_Document section_
Guiding Your Team’s Soft-skills Development with DISC

A Case Study on a Behavioral Approach to Performance Reviews using the DISC Profile

The task of performance reviews can be quite daunting. Managers often meet the challenge of sharing gaps in their team members’ performance, however relying on your team's DISC profile results can be a useful tool in this situation as it allows for constructively discussing sometimes difficult topics. In particular, soft skills are not quickly or easily adopted due to the nature of how they are developed. Sometimes described as enduring human attributes, soft skills such as empathy, curiosity, imagination, resilience, teaming, and adaptive thinking, among others, are innate and developed through involvement and exposure in one's experience. An individual's DISC profile provides a straightforward assessment of natural soft skills and gaps that require a determined effort to develop. While not absolute, a DISC personality profile gives a better sense of those experiences and approaches someone has aligned themselves to. Pointing out the gaps or the blind spots from a disc assessment can provide a start to a more productive performance review.

Here is a workplace example of what this might look like in practice for a manager seeking to mentor their team members and the individual who needs to adapt their behavior based on this review.

The situation:

The organization is in danger of stagnating based on the set manner they meet their customer needs. The work required by Tina's team involves working across multiple teams in a more agile manner to quickly change direction in order to serve the needs of the customer better. Tina's team consists of four direct reports, one from each of the four major DISC model dimensions (Dominance, Influence, Steadiness, Conscientiousness).

The solution:

Tina's approach to soft skills development within her team relies heavily on overviewing their behavioral style strengths initially and then offering an action plan to improve upon any gaps or DISC style limitations.

Approach to the high "D" personality (Dana)

Evaluation: Tina emphasizes Dana is excellent at critical thinking, sense-making, and resilience, but is less empathetic. Her communication is sharp and brusque, which has caused issues in working across the organization.

Action: Tina discusses with Dana the importance of empathizing with other employees and being more sociable in her conversations. She also describes how it will affect Dana getting the results she wants and the effect on the new agile approach.

Result: Linking results to simple changes in how she operates was key to Dana altering her behavior. She learned to recognize how negatively some people perceived her interactions, which was not her intention. She could only change this by consciously putting in new ways of writing emails, adjusting non-verbal communication, and making small-talk a habit before getting down to business.

_Information shown_
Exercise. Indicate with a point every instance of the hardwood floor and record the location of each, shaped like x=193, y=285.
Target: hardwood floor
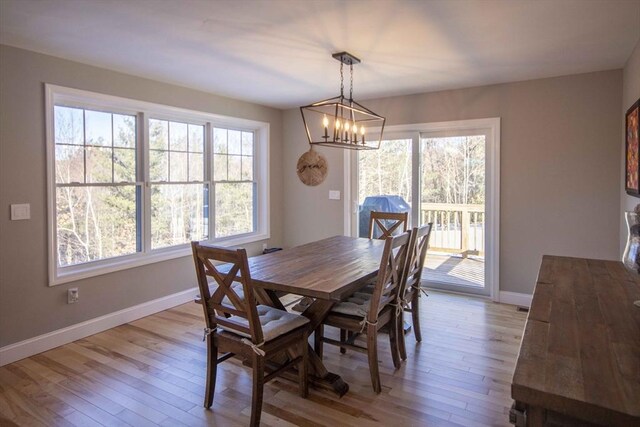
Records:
x=151, y=372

_Work to do_
(1) Rewrite the stretch of the DISC performance review case study from "Approach to the" through "down to business.", renaming every "Dana" to "Jordan".
(2) Write the next part of the DISC performance review case study, picking up after its last sentence.

_Answers per task_
(1)
Approach to the high "D" personality (Jordan)

Evaluation: Tina emphasizes Jordan is excellent at critical thinking, sense-making, and resilience, but is less empathetic. Her communication is sharp and brusque, which has caused issues in working across the organization.

Action: Tina discusses with Jordan the importance of empathizing with other employees and being more sociable in her conversations. She also describes how it will affect Jordan getting the results she wants and the effect on the new agile approach.

Result: Linking results to simple changes in how she operates was key to Jordan altering her behavior. She learned to recognize how negatively some people perceived her interactions, which was not her intention. She could only change this by consciously putting in new ways of writing emails, adjusting non-verbal communication, and making small-talk a habit before getting down to business.

(2)
Approach to the high "I" personality (Ivan)

Evaluation: Tina is well aware Ivan has an abundance of curiosity, listening, imagination, and creativity. But he is less reliant on critical thinking and accuracy. Ivan's continuously active imagination and brainstorming are strengths that become a limitation as he has difficulty settling on a single course of action.

Action: Tina worked with Ivan to understand how his behavior influenced other team members and adjacent departments. People respect and appreciate his imagination and creativity, and willingness to adapt to new ideas. The problem is the constant shifting between approaches, which has been problematic to the team and organization.

Result: The changes Ivan made were implementing his ideas with the team and getting to a joint outcome by a specific time. He created a mantra for himself he uses when he is still ideating, "On time and in scope, is better than a missed deadline and the potential for a marginally better result."

Approach to the high "S" personality (Sarah)

Evaluation: Tina understands Sarah has strong emotional intelligence and treats others with respect and empathy. Her penchant for friendliness and stability makes it hard for her to handle and direct change.

Action: Tina carefully describes to Sarah the stability of the team, and the organization overall, requires change by everyone in the firm. Tina lets Sarah know she is counting on her to be a standard-bearer for change within the team.

Result: Sarah's loyalty to her leader, the team, and the organization fueled Sarah to make changes in how she worked. Sarah, very careful, was quick to communicate with Tina about the changes she envisioned. Tina understood every small change was a win for Sarah, so she responded with speedy replies.

Approach to the high "C" personality (Chris)

Evaluation: Tina values Chris's need for accuracy and precision, but these same attributes cause Chris to sticks to her guns when people do not follow the rules as she understands them. Chris's rules sometimes seem arbitrary and unyielding, and she could team better by listening more to other's points of view.

Action: Tina lets Chris know the team is moving quickly and changing its approach, so it’s ok to act even if there is no perfect answer. To move forward as fast as possible, sharing her first guesses with the team is encouraged.

Result: Chris was doubtful at first. She sent out ideas for the new agile team she thought premature and ridiculous. Chris was a bit surprised when the team gravitated towards them and moved forward with her guidance. While she believes it might have been a fluke, she is looking forward to spending less time to get things going, as long as there is a quality result at the end.

Overall result

Tina was able to target her communication and focus on the soft skills and hard skills the team's unique personality styles bring to the table; those they need to enhance and practice, and those they need to adjust.

We all use soft skills. For some folks, they come more naturally than others. As individuals, the goal is not to add soft skills as a to-do-item, but to be more conscious of how you are, or are not, using them to produce outcomes with the people you work with. Start by noticing if you are connecting with people, listening to others' points of view, allowing thinking that is new and challenges current norms, and caring about what others are feeling. Take a disc personality test to discover any blind spots or gaps you might not be aware of in yourself.

Finally, continue to reference your DISC profile for what it tells you about how you can make the most of the way you benefit the teams and organizations you are a part of.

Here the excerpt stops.